Skip the images and copy each record exactly as written.

# # #

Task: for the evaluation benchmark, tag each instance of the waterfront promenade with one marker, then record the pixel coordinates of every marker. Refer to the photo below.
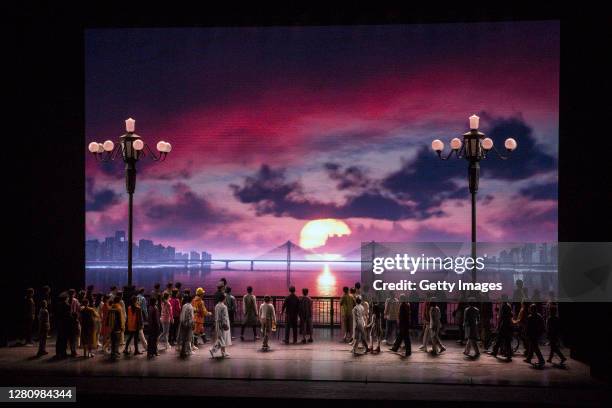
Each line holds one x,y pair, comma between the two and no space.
323,369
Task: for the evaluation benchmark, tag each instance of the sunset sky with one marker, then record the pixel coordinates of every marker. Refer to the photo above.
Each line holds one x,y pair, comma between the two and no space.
274,127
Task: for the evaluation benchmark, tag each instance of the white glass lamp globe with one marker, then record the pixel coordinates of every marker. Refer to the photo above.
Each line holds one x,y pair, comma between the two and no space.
474,122
138,144
510,144
108,145
487,143
130,125
437,145
456,143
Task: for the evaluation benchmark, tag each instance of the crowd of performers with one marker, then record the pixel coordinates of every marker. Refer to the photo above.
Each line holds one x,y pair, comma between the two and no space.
174,318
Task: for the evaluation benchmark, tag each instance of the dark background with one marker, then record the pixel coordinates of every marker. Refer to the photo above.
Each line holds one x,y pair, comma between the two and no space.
46,144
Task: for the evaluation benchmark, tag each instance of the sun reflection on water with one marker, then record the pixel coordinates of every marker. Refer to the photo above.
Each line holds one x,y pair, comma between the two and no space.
326,282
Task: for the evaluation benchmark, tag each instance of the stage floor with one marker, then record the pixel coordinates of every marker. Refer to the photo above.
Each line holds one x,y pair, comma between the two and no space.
323,369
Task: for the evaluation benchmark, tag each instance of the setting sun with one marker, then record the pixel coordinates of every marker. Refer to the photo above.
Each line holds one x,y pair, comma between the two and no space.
315,233
326,278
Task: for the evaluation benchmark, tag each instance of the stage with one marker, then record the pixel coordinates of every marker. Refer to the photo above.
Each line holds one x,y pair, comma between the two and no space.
323,369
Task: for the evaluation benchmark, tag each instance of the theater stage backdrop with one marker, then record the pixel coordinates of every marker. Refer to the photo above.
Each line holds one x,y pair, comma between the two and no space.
315,135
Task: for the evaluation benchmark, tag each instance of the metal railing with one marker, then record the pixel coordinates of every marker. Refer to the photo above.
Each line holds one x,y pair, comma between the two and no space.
326,311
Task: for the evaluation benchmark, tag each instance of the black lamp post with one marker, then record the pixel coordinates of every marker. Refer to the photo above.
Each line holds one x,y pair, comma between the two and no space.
474,148
132,148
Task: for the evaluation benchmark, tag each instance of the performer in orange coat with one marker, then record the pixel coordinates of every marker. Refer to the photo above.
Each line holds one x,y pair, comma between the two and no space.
200,313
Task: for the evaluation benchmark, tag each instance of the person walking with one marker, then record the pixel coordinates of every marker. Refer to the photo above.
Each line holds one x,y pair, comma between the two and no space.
291,307
535,329
176,316
186,324
391,317
347,303
504,330
134,325
89,336
200,313
222,328
154,326
267,317
434,328
403,325
471,321
166,320
230,303
426,320
359,324
375,326
305,315
116,326
249,303
553,332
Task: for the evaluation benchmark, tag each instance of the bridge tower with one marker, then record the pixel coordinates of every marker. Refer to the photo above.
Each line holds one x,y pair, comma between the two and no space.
288,263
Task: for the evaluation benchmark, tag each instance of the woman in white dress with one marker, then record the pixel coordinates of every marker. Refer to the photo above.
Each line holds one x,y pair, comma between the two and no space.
434,328
221,329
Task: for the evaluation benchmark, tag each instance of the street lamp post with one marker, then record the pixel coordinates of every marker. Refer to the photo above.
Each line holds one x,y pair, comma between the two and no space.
474,147
132,148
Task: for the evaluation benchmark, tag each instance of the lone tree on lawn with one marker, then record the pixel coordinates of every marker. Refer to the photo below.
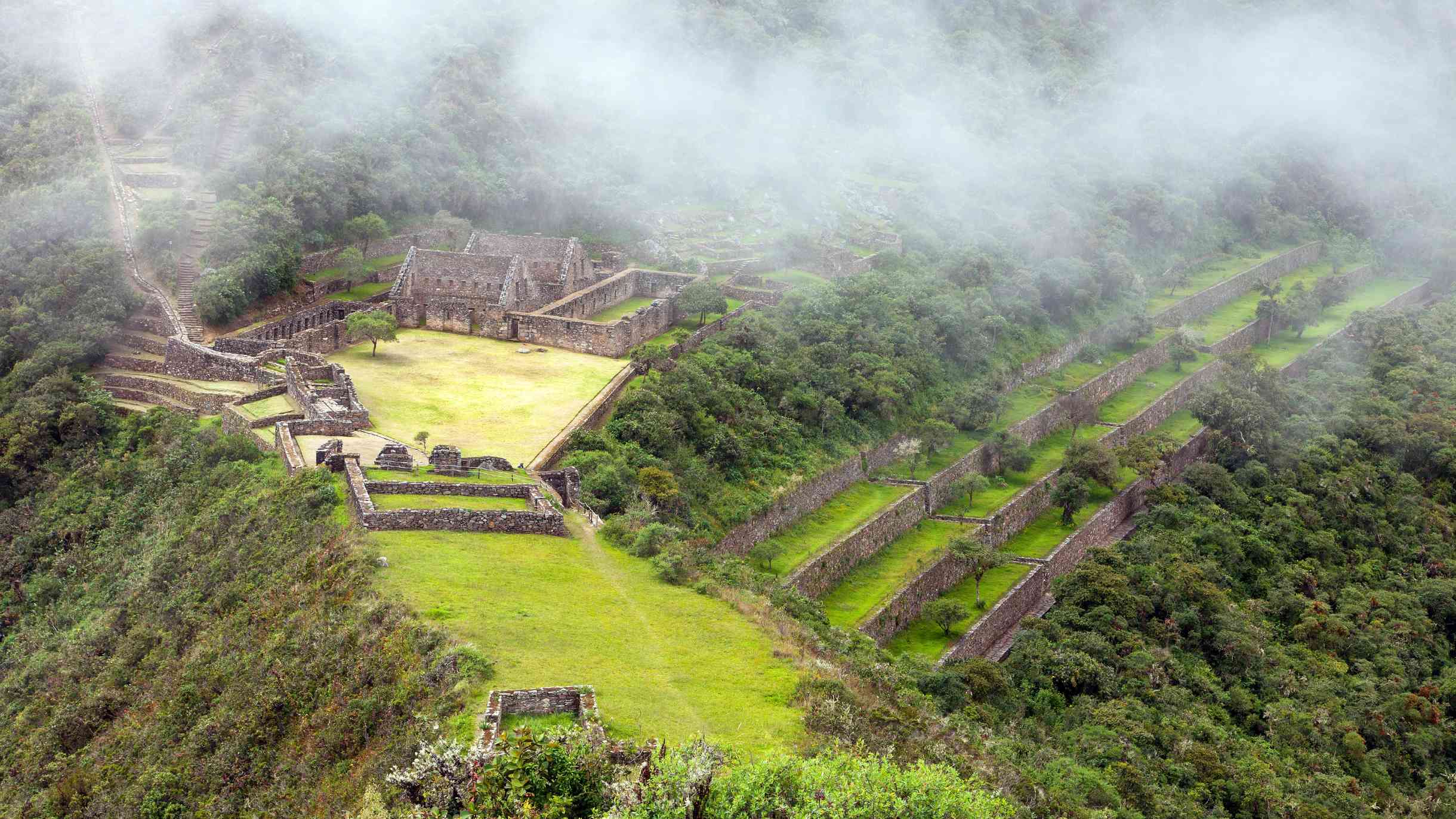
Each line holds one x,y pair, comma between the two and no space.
945,613
979,559
375,325
766,552
968,486
1071,493
353,264
702,297
1183,350
366,229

# # #

Exercise output:
Task: for the evaluation benchmark, tag each instance of the waterfront promenade with one marker, then record the pixel coordinates of every marker. Refer to the photo below.
Each line holds one x,y pair, comma between the two and no space.
323,369
Task: for the evaluation benchmark, tag each instance of the sunset sky with one marker, then record the pixel coordinates of every marker. Refer to the photo above.
Each line holds one x,y pair, comma between the two and no space.
274,127
Task: for the evaluation benchmark, tag each instance of the white glass lamp globe with one marker, then record the pixel coordinates of every marker. Refer to the photo above.
Each line holds one x,y pair, comma between the two and no space.
474,122
138,144
510,144
108,145
487,143
130,125
437,145
456,143
Task: for the evaluation benchmark, tag each instance of the crowd of performers with one marker, then record the pixel coordinates of every marker. Refer to the photo above.
Each line holds one x,y pair, comma between the two and no space.
174,318
Task: for the evaluation benchmark, tag each instance of the dark background with one marker, then record the pixel coordinates of every marker. Refer to the photo above.
Each line holds one x,y pair, comma between the two and no space.
46,144
Task: for the evaluation benchmark, tag each instance of the sun reflection on water with one marker, then record the pixel coordinates of every marker. Refer to the photo above.
Each line holds one x,y pair, comma between the two and no space.
326,282
Task: for the evaluation benchmark, tag each instance of the stage floor with one marker, then record the pixel coordinates of every marker. Refer to the photo above.
Each line holds one x,y pair, comma between the two and no space.
323,369
Task: for the evaluation benchmark, tag each instance of the setting sun with one marker, then record the pixel coordinates of every marker. Refer to the photo above.
Each line holds one x,y pair, comma between the two and no space.
315,233
326,278
Task: for the evaluation benchmark, tag each instance of the stage with one marker, then record the pixel coordinates of every marker. Refer to the photo above.
Each line holds one x,y pair, comma between the two and no space.
323,369
Task: for the evaluation benchmark, tag each instance of the theater stage backdrop with one marker, then record the pixel coordinates of every marker. Refer to the photo above.
Each line holds one x,y pair, comma between the two and no space.
315,135
Task: for the evaluation benchmark, tag each instance of the metal railing with one marker, then record the pixel coordinates of every marker. Refer to the photo above.
Each line holds one x,y pair, comma between the two and no space.
326,311
Task: for the evaluation benchmark, tag each instance of the black lamp post with one marker, then record the pixel coordinates of every marker. Refer to the photo above.
Each line holds one x,y pair, comma between the two and no space.
474,148
132,148
Task: for the evaluation benchmark, tag each instance of the performer in orange coat with one marker, then record the pixel coordinates of every marker. Refer to the photo above.
Each line holds one x,y pair, comma between the two and no space.
200,313
Task: for the evaluation benchmark, tag each instance of the person walking with one marker, then record the pixel coordinates of every marker. Refer to the photo above.
Each line holds one x,y pair, comma between the two and no space.
291,307
535,329
176,316
186,324
391,317
347,303
504,330
134,325
89,336
200,313
222,328
154,326
267,317
434,328
403,325
471,321
166,320
230,303
426,320
359,324
375,326
305,315
116,326
249,303
553,332
Task: for the evaluation benchmark, tag each instance of the bridge tower with one marker, then record the pixel coordinates of every marker. Refer to the photo above.
Each line holds one x,y pair, comma between the two and no space.
288,263
Task: for the evaluation benchmark, tag each instance of the woman in white dress with one marker, then record the pixel coordinates of every marker. Refer to the photo above.
Each line holds one x,y pair, comma between the two and no space.
434,328
221,329
Task: for the evaluation benchmark, tag each instance of the street lamp post with one marker, then record the pixel coordinates of every marker. Refer to the photo above.
Each line holds one x,y pair, comma between the two and no space.
474,147
132,148
Task: for the evaluation benchmark, tag each instance of the lone tree on lawn with one marker, then record the pixel coordinates of every marker. Refer to the photo below.
Each line holds one x,y pair, comma between the two and no space.
945,613
979,559
375,325
766,552
968,486
1071,493
353,264
702,297
1183,350
366,229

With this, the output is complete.